***** Input material *****

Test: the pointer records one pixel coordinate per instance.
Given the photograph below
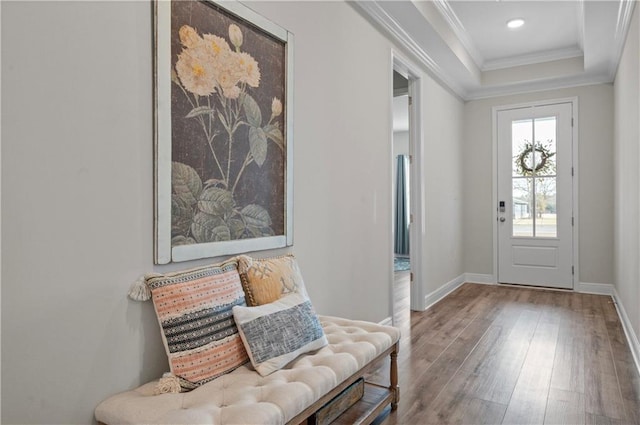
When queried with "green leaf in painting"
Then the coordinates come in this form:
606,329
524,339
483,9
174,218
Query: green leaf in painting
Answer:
200,110
251,108
258,145
255,215
237,228
181,216
209,228
182,240
185,182
273,133
216,201
223,121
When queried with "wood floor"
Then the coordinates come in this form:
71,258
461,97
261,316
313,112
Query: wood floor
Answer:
511,355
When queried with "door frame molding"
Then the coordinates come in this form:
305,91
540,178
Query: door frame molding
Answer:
574,184
404,66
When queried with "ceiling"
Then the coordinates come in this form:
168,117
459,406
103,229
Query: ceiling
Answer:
468,47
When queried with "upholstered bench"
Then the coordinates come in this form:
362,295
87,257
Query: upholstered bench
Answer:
290,395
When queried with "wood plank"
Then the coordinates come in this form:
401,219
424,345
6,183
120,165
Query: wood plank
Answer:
367,408
503,354
529,399
564,407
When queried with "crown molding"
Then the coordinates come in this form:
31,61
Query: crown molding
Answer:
537,86
460,31
389,25
392,28
533,58
625,13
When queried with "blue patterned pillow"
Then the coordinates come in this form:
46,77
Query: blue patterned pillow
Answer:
275,334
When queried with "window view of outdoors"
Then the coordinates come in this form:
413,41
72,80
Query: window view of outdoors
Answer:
534,177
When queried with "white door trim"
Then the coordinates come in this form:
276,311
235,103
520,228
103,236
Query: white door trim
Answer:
576,179
417,208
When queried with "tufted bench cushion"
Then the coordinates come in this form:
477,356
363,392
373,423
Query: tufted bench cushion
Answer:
245,397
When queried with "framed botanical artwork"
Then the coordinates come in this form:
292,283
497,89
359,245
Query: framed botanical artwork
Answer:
223,131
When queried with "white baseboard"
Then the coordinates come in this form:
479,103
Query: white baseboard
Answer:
595,288
386,322
443,291
486,279
632,338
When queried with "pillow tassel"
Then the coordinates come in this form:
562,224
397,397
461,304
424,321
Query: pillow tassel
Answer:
169,383
139,291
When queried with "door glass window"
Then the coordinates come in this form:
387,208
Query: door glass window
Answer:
534,176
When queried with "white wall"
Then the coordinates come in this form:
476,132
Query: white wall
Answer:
443,118
627,177
77,201
595,163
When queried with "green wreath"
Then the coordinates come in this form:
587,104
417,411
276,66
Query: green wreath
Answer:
543,165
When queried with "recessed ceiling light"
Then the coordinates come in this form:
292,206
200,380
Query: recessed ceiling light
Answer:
515,23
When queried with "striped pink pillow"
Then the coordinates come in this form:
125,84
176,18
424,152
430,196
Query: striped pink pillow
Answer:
194,309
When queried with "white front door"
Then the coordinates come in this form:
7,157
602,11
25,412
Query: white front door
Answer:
535,196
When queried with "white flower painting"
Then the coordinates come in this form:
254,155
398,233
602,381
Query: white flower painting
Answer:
228,166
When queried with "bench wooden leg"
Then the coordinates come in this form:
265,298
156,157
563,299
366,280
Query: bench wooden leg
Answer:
393,377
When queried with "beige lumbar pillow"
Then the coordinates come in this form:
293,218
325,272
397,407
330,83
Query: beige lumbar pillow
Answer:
267,280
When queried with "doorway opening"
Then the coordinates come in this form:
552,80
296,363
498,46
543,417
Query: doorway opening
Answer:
401,176
405,98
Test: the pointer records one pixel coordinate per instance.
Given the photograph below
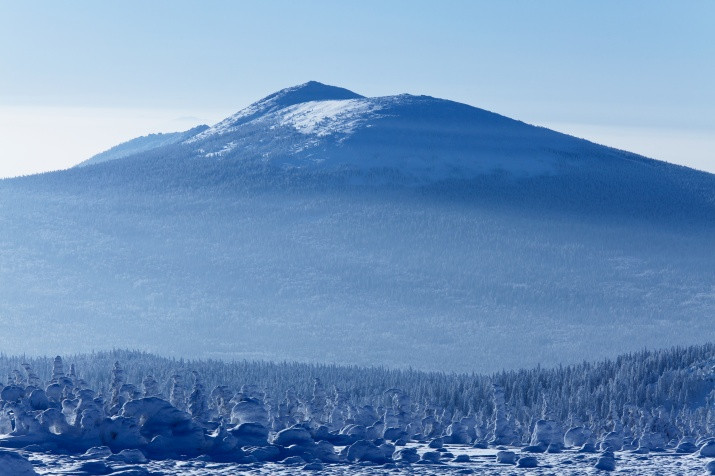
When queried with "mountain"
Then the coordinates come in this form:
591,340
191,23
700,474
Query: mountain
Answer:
142,144
321,225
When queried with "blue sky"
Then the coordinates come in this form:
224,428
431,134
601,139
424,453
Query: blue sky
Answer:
85,75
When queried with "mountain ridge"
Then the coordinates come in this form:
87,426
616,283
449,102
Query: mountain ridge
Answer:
422,240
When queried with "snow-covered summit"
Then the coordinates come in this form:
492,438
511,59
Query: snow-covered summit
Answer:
420,137
306,92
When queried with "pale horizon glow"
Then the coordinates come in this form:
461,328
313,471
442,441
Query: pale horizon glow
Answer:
80,77
72,135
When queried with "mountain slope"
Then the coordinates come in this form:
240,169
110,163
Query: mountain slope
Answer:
320,225
142,144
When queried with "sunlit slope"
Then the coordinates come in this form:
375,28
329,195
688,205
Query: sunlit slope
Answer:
463,254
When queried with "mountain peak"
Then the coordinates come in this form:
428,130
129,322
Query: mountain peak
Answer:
302,93
310,91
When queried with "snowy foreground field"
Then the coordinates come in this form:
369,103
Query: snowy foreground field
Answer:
481,461
644,413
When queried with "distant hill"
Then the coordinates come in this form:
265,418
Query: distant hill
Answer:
320,225
142,144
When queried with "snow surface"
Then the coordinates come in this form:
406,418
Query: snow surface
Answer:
482,462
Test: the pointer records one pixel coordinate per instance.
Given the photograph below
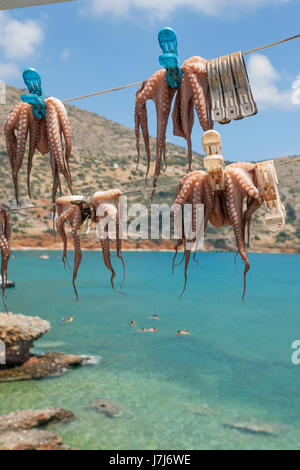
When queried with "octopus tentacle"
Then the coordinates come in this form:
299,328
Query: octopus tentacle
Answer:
69,212
5,234
253,206
104,240
18,120
234,199
163,104
119,246
141,122
183,113
9,133
34,128
76,222
156,89
43,144
54,139
66,129
197,75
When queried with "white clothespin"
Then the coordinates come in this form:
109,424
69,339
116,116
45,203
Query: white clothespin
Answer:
268,183
216,93
232,110
214,162
246,102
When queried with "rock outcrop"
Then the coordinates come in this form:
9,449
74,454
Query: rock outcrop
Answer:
253,428
39,367
106,407
34,439
18,332
28,419
18,430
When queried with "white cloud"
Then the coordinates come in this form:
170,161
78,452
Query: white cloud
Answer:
19,39
65,55
8,71
162,8
264,79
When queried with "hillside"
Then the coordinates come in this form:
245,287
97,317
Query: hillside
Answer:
104,156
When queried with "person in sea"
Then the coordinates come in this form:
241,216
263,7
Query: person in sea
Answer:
182,332
67,320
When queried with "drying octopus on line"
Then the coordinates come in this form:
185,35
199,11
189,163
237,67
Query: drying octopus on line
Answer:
224,207
193,92
102,208
5,235
45,135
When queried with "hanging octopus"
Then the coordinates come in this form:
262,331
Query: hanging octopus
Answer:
158,90
45,135
193,92
102,208
221,207
5,234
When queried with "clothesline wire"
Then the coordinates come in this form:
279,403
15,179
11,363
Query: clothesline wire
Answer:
272,44
139,83
135,191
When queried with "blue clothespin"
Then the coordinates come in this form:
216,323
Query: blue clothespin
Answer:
36,96
169,59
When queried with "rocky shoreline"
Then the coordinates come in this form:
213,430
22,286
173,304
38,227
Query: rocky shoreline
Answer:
25,430
18,333
21,430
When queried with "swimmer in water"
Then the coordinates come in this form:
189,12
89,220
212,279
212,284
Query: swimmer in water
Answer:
67,320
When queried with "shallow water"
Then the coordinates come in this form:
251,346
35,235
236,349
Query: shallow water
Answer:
177,392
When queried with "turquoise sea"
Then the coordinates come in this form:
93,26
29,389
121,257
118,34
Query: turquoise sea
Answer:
177,392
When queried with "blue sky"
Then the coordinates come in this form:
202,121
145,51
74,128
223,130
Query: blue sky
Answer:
90,45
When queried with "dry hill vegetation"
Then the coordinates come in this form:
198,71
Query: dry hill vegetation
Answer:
104,156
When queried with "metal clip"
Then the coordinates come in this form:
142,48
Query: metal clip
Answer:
268,183
213,162
35,97
169,59
232,110
216,92
246,102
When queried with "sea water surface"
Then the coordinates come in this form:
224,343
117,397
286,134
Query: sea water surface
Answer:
176,392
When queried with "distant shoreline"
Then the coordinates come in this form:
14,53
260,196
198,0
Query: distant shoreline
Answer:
141,250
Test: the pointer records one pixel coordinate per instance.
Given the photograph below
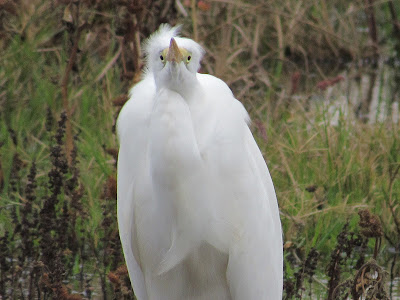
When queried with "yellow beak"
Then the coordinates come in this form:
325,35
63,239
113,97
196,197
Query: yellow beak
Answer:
174,54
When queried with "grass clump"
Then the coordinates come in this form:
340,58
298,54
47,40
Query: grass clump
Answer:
309,73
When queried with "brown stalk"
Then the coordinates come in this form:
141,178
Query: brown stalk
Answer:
395,21
69,140
373,31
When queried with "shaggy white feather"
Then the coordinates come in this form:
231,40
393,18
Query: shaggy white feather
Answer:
197,211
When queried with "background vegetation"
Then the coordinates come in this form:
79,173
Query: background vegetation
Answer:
319,78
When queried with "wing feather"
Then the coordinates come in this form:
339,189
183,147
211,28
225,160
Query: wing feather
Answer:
133,144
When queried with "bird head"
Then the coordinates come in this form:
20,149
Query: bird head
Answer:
173,60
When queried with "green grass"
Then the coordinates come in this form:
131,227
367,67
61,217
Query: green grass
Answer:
323,174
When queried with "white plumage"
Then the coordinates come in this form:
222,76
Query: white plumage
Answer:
197,211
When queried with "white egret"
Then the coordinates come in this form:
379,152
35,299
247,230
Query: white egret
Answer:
197,211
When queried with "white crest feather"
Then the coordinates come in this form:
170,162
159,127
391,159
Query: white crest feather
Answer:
160,38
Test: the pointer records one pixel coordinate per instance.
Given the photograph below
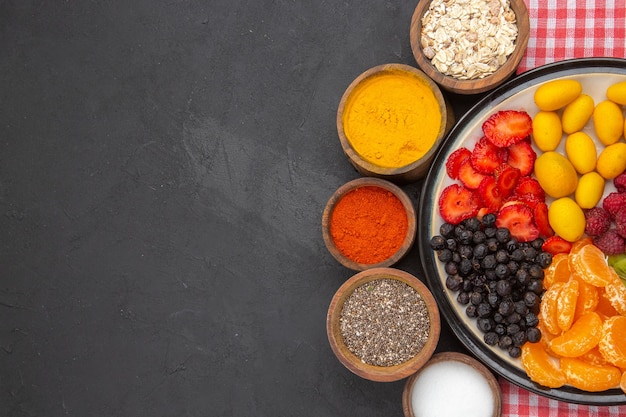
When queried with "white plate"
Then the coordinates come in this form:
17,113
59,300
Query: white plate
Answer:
595,76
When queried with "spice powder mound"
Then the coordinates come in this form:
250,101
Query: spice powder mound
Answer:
369,225
385,322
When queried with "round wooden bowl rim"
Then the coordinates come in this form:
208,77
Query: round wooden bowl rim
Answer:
409,239
456,357
479,85
351,361
415,165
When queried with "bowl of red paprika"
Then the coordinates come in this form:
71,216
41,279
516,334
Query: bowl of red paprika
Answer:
368,223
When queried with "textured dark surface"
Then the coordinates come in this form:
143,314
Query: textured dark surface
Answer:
163,170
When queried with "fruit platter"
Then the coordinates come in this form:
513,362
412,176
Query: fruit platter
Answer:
515,213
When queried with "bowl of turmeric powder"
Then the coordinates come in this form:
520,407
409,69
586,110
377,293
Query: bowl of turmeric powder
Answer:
391,120
369,222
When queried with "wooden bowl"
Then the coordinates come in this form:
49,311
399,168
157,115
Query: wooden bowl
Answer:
473,86
354,363
364,182
411,171
482,371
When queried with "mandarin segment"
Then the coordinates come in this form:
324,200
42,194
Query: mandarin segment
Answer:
540,367
616,294
587,298
612,344
549,308
589,264
566,304
557,271
583,336
593,357
588,377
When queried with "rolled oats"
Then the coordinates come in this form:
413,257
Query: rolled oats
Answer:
468,39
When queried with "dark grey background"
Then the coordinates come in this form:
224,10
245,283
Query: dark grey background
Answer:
163,170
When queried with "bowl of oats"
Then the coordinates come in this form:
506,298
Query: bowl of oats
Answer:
383,324
469,46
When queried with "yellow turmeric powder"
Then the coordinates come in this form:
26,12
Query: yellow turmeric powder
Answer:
392,119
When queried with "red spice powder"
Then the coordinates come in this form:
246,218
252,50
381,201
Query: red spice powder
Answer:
368,224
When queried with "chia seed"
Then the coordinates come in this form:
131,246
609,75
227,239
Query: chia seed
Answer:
385,322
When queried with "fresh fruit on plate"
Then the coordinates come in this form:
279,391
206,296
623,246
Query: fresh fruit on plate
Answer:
507,127
583,321
557,94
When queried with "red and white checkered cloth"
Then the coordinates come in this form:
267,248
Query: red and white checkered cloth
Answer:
518,402
565,29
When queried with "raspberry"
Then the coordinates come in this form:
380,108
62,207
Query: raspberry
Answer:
613,202
598,221
620,222
610,242
620,182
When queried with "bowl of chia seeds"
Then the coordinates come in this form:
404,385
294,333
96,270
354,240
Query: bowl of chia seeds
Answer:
383,324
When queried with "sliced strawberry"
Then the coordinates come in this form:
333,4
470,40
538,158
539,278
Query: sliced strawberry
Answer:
506,178
522,156
482,212
529,199
555,245
468,175
454,161
458,203
507,127
490,194
540,212
518,218
486,156
529,185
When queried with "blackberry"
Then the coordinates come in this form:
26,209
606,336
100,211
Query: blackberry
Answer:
465,267
536,271
537,243
437,242
465,251
444,255
484,310
476,298
506,307
544,259
485,324
489,219
502,271
491,338
515,351
503,234
479,237
454,282
502,256
488,262
480,251
451,268
446,230
472,224
471,311
531,319
463,297
504,288
505,342
536,286
498,279
533,334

*****

◆ Stated task
Return every line of the records above that contains the word "shaggy". Matching is case-sensitive.

◆ Right answer
When queried with "shaggy white feather"
Query: shaggy white feather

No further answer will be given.